Copy exactly, and only, the lines from the line containing "Reviewer check: every instance of the dirt" through the last line of the records below, both included.
# # # # # # #
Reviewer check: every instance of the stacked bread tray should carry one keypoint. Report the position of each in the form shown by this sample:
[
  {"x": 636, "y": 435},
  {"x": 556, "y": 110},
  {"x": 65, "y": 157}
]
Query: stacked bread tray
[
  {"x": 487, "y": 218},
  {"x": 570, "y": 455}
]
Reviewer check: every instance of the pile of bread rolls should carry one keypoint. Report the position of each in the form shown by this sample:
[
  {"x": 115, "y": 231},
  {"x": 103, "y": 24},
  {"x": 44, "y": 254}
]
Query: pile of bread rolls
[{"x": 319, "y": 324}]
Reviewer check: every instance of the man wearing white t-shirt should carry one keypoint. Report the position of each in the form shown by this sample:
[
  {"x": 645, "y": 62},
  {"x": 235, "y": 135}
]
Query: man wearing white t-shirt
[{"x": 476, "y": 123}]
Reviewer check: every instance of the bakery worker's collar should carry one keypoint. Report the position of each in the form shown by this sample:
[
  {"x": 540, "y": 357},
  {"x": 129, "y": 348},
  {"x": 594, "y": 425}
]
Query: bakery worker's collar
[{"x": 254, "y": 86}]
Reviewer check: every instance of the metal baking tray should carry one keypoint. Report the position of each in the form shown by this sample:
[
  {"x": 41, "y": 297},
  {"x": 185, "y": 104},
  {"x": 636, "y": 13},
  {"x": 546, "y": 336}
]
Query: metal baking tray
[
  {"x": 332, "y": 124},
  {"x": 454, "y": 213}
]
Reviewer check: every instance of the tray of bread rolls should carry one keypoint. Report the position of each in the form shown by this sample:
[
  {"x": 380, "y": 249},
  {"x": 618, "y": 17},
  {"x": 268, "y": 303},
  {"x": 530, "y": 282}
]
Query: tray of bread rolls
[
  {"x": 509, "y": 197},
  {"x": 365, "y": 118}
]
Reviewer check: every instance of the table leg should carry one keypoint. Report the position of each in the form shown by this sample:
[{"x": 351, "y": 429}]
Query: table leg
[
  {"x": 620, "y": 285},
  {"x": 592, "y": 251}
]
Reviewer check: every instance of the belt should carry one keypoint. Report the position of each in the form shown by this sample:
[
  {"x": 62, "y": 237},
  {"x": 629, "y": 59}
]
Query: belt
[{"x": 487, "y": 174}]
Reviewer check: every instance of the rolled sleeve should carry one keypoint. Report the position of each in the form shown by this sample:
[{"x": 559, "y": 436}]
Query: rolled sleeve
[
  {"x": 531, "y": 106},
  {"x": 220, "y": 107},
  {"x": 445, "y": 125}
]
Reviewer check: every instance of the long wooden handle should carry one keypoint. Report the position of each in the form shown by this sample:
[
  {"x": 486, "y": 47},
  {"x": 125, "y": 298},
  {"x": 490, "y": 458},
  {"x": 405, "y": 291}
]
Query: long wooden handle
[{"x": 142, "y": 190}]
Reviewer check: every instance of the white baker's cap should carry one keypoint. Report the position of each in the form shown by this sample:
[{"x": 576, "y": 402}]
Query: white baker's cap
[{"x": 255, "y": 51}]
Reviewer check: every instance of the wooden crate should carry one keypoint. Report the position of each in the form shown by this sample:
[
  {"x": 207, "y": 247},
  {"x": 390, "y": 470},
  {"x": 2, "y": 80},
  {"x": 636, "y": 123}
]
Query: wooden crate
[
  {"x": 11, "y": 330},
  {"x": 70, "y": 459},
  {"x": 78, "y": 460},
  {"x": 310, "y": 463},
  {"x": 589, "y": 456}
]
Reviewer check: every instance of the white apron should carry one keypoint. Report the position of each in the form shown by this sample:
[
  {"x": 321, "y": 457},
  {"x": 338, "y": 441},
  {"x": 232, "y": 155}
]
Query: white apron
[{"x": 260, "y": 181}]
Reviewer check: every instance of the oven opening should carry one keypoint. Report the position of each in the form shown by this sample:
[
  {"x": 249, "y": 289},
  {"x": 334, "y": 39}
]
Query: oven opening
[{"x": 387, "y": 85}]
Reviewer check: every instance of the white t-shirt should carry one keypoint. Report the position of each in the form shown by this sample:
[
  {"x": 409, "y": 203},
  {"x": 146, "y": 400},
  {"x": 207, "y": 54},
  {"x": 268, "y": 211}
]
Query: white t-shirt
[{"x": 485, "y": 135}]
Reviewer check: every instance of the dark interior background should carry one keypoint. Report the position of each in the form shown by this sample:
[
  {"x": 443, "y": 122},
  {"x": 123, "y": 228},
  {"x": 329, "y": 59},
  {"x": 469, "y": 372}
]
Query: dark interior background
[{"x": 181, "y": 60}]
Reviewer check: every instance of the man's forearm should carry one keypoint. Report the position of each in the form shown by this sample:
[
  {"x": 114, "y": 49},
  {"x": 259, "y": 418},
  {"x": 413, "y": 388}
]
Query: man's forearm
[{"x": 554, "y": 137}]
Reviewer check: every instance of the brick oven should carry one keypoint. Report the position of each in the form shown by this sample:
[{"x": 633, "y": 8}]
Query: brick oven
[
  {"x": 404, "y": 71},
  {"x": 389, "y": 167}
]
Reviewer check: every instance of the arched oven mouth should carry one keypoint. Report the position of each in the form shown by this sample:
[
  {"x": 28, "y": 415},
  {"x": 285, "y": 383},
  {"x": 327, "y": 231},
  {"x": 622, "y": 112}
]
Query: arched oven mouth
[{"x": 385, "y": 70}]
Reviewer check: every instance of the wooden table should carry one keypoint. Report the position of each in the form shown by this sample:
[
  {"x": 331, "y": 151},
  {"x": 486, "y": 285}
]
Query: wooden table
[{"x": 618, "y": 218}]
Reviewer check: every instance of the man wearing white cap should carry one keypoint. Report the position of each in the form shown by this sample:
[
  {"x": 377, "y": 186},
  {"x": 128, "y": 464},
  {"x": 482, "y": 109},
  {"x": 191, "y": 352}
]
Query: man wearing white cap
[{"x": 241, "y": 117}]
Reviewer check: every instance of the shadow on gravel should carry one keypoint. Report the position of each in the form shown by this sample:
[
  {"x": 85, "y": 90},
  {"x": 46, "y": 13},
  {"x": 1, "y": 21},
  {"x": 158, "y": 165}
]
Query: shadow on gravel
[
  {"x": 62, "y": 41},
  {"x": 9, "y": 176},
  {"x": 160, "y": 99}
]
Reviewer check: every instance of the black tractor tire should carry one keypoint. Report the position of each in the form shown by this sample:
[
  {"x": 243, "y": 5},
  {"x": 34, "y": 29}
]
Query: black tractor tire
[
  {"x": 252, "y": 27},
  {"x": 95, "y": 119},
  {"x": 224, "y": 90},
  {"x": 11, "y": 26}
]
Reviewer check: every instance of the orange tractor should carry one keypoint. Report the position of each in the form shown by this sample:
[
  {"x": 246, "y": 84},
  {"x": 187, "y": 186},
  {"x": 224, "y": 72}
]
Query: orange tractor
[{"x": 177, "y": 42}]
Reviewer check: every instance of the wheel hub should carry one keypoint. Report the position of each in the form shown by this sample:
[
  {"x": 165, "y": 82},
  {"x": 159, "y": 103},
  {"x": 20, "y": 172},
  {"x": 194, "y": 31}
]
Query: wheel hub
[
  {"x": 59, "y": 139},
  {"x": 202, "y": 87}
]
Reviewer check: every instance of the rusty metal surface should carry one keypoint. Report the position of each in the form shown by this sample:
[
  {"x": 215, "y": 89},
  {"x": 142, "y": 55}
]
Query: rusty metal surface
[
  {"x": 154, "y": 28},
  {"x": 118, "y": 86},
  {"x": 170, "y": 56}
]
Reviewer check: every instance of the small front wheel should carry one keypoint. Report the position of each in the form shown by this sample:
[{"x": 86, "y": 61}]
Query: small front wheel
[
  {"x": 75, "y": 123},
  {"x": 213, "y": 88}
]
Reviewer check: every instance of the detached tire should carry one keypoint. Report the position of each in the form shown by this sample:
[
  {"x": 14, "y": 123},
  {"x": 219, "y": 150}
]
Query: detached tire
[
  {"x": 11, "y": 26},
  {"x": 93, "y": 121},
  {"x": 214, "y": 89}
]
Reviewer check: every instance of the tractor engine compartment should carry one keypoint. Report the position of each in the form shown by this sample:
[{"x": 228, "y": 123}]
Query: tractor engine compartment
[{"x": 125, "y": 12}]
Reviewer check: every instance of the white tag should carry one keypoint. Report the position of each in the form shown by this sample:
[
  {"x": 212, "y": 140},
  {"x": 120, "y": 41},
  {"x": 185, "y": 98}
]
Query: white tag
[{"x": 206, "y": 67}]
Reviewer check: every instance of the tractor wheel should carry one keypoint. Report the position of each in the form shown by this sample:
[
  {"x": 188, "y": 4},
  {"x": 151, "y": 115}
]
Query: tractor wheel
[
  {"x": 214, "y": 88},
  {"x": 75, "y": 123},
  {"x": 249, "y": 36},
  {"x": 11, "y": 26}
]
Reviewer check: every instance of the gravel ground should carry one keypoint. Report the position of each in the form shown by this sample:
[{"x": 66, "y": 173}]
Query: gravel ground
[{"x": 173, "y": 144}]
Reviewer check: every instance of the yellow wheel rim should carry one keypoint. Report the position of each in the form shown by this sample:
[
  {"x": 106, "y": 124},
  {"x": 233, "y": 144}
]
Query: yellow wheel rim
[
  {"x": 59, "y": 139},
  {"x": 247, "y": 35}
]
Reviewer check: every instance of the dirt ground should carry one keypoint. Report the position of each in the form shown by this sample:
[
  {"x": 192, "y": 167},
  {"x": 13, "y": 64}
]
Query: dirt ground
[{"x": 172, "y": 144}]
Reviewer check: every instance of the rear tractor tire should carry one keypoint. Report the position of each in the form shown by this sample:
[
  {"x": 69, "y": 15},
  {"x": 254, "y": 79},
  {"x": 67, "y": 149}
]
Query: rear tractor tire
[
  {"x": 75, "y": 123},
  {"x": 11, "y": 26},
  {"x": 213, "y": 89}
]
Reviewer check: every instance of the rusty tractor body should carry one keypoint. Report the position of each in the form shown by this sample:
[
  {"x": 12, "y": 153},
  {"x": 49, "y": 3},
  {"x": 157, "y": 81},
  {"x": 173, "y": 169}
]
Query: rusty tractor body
# # # # # # #
COMPLETED EXERCISE —
Reviewer check: every instance of the dirt ground should carry one keypoint. Report the position of each in the form shown by this sample:
[
  {"x": 192, "y": 167},
  {"x": 13, "y": 64}
]
Query: dirt ground
[{"x": 172, "y": 144}]
Reviewer check: every instance of the rear tractor tire should carry one keypoint. Report the position of each in the form shown by this sample:
[
  {"x": 69, "y": 15},
  {"x": 254, "y": 79},
  {"x": 67, "y": 149}
]
Query: rear tractor tire
[
  {"x": 75, "y": 123},
  {"x": 11, "y": 26},
  {"x": 213, "y": 89}
]
Reviewer check: every instance of the rusty tractor body should carry one keypoint. Report the position of each in the form shown by this sample:
[
  {"x": 12, "y": 153},
  {"x": 49, "y": 3},
  {"x": 157, "y": 81},
  {"x": 173, "y": 169}
]
Query: rusty tractor body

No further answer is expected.